Task goal ->
From the first line to the last, write out the listing exactly.
_ _ _ _
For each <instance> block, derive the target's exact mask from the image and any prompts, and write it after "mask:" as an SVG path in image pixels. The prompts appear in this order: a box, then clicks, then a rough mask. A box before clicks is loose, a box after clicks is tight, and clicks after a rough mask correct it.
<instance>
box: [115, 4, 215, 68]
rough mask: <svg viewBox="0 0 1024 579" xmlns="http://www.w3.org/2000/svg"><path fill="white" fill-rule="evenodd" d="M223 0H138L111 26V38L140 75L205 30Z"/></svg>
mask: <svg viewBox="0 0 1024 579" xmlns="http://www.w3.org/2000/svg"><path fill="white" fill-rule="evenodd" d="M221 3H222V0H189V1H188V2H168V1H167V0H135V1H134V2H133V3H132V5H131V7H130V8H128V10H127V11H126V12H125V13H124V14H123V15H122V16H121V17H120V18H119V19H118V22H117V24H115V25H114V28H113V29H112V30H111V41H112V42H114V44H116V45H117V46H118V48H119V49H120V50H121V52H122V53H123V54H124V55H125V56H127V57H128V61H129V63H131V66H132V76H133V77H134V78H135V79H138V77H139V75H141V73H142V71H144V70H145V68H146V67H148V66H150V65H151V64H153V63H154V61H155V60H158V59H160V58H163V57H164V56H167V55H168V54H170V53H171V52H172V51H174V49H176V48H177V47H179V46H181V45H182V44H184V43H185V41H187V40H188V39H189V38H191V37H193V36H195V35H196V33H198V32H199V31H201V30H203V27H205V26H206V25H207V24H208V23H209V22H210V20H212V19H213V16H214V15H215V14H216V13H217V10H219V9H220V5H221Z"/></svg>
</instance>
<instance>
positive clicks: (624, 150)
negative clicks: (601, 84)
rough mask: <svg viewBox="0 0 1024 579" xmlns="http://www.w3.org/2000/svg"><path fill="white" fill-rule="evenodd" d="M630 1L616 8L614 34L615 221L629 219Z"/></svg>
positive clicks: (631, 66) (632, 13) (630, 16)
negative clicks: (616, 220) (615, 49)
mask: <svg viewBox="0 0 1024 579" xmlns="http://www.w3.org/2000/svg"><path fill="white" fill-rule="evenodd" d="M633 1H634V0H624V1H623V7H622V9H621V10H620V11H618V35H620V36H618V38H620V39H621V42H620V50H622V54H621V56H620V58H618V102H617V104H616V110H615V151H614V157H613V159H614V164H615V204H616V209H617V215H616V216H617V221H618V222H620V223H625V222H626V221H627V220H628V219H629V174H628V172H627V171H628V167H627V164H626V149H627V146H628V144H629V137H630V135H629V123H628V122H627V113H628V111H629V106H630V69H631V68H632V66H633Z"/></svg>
_ _ _ _
Response below ->
For each <instance> block, derive the target's exact mask from the image and any prompts, and write it after "mask:" as an SVG path in image pixels. The prompts appear in this order: a box, then clicks, then a rough mask. A box before clicks is loose, a box after clicks is tight, and clicks after a rough mask correct it.
<instance>
box: [115, 4, 215, 68]
rough mask: <svg viewBox="0 0 1024 579" xmlns="http://www.w3.org/2000/svg"><path fill="white" fill-rule="evenodd" d="M223 0H138L111 26V38L140 75L205 30Z"/></svg>
mask: <svg viewBox="0 0 1024 579" xmlns="http://www.w3.org/2000/svg"><path fill="white" fill-rule="evenodd" d="M221 3H222V0H189V1H188V2H168V1H167V0H135V1H134V2H133V3H132V5H131V7H130V8H128V10H127V11H126V12H125V13H124V14H123V15H122V16H121V17H120V18H119V19H118V22H117V24H115V25H114V28H113V29H112V30H111V41H112V42H114V44H116V45H117V46H118V48H119V49H120V50H121V52H122V53H123V54H124V55H125V56H127V57H128V61H129V63H131V66H132V76H133V77H134V78H135V79H138V77H139V75H141V73H142V71H144V70H145V68H146V67H148V66H150V65H151V64H153V63H154V61H155V60H158V59H160V58H163V57H164V56H167V55H168V54H170V53H171V52H172V51H174V49H176V48H177V47H179V46H181V45H182V44H184V43H185V41H187V40H188V39H189V38H191V37H193V36H195V35H196V33H198V32H199V31H201V30H203V27H205V26H206V25H207V24H208V23H209V22H210V20H212V19H213V16H214V15H215V14H216V13H217V10H219V9H220V5H221Z"/></svg>
</instance>
<instance>
positive clicks: (624, 150)
negative clicks: (601, 84)
rough mask: <svg viewBox="0 0 1024 579" xmlns="http://www.w3.org/2000/svg"><path fill="white" fill-rule="evenodd" d="M630 1L616 8L614 34L615 221L629 219Z"/></svg>
positive clicks: (631, 66) (632, 13) (630, 16)
negative clicks: (616, 220) (615, 49)
mask: <svg viewBox="0 0 1024 579" xmlns="http://www.w3.org/2000/svg"><path fill="white" fill-rule="evenodd" d="M633 1H634V0H624V1H623V7H622V9H621V10H620V11H618V35H620V36H618V38H620V39H621V42H620V50H622V54H621V56H620V58H618V102H617V104H616V110H615V151H614V157H613V159H614V164H615V204H616V209H617V215H616V216H617V221H618V222H620V223H625V222H626V221H627V220H628V219H629V174H628V172H627V171H628V167H627V164H626V149H627V146H628V144H629V137H630V135H629V123H628V122H627V113H628V111H629V106H630V69H631V68H632V66H633Z"/></svg>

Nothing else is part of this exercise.